● **Problem to work on**
Every line from the one containing "the dark brown" to the end of the records below, written out word for word, is the whole answer.

╭─ Data extracts

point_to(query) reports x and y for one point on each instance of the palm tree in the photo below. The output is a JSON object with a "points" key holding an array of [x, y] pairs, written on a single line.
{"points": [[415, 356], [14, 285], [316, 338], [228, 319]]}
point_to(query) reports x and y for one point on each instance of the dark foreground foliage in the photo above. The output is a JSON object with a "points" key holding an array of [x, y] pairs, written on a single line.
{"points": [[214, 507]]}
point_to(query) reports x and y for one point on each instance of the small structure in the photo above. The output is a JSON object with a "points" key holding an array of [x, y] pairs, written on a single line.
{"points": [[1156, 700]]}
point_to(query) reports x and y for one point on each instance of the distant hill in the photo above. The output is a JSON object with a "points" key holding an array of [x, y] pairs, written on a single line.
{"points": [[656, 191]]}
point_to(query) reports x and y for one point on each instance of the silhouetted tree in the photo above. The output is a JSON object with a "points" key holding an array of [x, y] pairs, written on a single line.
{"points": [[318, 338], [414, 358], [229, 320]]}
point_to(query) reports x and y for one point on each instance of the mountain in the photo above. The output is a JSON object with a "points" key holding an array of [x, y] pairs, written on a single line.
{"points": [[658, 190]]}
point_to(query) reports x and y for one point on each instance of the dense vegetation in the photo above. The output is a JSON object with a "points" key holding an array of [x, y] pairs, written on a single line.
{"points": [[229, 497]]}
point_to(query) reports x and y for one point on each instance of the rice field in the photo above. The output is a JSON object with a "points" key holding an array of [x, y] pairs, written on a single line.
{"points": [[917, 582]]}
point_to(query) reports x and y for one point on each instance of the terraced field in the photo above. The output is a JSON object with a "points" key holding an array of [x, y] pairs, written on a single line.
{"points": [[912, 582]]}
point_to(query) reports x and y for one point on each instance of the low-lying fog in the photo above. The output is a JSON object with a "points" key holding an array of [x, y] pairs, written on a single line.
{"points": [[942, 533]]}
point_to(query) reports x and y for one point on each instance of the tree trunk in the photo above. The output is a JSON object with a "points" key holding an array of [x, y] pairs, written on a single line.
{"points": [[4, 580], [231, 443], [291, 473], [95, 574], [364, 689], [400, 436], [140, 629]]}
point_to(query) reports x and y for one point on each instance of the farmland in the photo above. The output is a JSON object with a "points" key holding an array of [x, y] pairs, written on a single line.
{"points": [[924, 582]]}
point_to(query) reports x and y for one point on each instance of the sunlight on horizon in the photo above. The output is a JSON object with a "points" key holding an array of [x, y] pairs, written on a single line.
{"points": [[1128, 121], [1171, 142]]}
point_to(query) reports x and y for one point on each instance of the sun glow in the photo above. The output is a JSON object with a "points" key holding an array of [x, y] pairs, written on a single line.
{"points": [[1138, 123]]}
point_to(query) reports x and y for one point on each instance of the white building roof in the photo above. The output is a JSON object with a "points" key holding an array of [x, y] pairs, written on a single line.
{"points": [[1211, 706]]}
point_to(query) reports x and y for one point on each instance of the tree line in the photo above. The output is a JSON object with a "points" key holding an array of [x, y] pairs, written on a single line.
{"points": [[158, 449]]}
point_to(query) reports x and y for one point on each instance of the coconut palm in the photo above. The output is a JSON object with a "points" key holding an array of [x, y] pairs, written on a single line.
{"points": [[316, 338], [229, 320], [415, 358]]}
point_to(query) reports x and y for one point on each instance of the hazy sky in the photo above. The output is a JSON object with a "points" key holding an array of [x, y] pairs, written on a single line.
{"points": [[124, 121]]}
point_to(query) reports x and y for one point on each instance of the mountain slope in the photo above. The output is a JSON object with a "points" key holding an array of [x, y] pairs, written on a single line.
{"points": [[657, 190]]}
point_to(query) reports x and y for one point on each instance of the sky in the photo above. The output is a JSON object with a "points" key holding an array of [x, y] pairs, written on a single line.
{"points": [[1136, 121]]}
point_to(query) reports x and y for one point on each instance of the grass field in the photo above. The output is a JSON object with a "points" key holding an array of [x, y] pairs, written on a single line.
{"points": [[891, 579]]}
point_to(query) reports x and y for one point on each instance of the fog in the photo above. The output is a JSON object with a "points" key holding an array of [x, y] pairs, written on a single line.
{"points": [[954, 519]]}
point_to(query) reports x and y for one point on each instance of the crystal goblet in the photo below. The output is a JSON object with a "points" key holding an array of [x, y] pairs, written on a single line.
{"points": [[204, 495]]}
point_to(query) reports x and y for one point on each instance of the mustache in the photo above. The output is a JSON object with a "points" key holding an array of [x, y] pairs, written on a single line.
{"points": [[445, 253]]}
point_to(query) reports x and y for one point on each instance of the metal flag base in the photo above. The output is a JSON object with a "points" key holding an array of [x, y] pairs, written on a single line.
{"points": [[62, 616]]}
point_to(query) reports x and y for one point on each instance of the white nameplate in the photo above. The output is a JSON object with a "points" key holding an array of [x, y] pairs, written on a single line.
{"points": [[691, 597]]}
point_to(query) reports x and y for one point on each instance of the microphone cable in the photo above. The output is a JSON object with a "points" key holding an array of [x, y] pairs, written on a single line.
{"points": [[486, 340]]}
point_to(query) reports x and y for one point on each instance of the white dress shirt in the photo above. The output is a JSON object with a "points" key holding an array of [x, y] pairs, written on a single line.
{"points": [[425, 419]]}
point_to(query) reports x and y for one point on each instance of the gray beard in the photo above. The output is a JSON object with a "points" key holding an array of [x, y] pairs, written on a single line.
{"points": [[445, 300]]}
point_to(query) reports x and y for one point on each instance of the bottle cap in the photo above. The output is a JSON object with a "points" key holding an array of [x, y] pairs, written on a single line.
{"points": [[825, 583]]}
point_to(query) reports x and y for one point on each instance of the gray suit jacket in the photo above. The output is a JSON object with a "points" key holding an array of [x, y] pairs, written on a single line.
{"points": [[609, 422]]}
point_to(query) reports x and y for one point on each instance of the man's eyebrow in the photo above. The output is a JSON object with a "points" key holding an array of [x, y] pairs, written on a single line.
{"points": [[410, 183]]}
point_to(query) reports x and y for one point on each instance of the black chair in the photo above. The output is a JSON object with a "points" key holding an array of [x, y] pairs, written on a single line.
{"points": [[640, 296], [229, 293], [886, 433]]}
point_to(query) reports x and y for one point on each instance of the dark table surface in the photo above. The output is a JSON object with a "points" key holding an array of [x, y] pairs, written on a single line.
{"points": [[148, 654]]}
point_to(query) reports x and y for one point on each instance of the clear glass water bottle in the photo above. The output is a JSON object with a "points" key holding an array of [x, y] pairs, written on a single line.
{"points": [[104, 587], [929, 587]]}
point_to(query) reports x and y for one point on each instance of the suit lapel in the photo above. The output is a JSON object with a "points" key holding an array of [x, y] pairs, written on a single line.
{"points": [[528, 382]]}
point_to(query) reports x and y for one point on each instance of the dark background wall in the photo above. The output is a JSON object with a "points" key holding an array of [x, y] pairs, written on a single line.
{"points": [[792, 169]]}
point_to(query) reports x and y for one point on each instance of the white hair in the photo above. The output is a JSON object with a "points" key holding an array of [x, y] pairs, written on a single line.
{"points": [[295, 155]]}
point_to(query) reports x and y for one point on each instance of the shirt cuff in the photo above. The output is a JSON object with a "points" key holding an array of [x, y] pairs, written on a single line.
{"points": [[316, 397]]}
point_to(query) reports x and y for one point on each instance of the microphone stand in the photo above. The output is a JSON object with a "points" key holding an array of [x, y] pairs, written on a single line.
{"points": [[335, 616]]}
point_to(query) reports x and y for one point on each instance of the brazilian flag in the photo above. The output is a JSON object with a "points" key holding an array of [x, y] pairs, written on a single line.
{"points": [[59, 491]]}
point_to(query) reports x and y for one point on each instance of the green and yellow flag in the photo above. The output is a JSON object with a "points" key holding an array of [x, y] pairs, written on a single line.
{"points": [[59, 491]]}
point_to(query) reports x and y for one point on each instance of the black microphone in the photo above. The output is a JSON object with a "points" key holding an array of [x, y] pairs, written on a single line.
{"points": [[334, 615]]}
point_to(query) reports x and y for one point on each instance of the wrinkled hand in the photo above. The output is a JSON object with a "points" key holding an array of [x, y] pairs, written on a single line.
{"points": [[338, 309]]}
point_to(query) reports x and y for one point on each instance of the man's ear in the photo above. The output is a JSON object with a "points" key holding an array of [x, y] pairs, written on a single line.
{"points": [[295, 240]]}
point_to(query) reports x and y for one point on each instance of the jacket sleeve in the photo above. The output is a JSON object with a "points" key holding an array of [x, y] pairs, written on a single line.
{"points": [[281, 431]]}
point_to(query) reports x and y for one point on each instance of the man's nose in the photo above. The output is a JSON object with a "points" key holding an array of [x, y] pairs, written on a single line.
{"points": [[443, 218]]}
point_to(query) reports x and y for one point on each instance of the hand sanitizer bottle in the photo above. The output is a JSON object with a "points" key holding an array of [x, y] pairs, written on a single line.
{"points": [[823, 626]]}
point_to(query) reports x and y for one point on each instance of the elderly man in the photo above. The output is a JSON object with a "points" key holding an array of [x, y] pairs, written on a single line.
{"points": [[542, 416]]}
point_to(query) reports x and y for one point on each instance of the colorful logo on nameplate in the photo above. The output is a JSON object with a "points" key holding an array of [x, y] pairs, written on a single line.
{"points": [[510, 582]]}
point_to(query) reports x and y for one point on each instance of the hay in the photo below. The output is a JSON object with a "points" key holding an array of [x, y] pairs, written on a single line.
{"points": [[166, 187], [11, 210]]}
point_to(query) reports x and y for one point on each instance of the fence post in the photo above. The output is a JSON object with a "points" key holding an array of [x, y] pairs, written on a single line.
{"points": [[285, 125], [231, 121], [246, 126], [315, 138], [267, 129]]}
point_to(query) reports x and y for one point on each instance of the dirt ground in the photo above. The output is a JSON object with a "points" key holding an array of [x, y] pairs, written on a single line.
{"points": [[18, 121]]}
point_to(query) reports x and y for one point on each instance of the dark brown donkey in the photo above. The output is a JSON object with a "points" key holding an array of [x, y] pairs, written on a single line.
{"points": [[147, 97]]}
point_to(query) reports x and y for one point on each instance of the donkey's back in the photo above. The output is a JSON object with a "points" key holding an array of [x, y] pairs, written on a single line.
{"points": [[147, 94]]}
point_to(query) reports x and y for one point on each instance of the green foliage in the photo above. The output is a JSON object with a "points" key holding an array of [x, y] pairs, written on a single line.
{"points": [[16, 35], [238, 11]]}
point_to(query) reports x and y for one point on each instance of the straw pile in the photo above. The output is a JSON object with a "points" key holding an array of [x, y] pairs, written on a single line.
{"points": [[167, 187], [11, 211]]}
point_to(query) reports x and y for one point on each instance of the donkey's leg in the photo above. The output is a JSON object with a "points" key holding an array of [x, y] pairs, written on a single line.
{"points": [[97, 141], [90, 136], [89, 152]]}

╰─

● **Answer for the task**
point_to(query) reports x and y for one point on each instance of the dark brown donkey in the photo above. The output is a JSON object with a "points" key holding an array of [x, y] pairs, written on a single line.
{"points": [[147, 97]]}
point_to(query) reports x and y for one point on each instance of the donkey's back in the photo above. The output is a JSON object with a "points" key holding an array of [x, y] pairs, written on a single line.
{"points": [[147, 94]]}
point_to(query) reports x and y for one point on each instance of the green foliage in the photo above. The output is a JSON object with a "points" key holding an array of [x, y] pairs, written on a single line.
{"points": [[16, 35], [238, 11]]}
point_to(query) reports x and y for one point on each instance of the straw pile in the photo above. The output is a JSON object with a "points" key holding an array of [x, y] pairs, written on a single line.
{"points": [[167, 187], [11, 211]]}
point_to(query) reports x and y for one point on each instance of the donkey's leg in the photo above. The output is a JSON object with a "points" key holding an array of [x, y] pairs, written on a single line.
{"points": [[97, 141], [90, 136], [89, 152]]}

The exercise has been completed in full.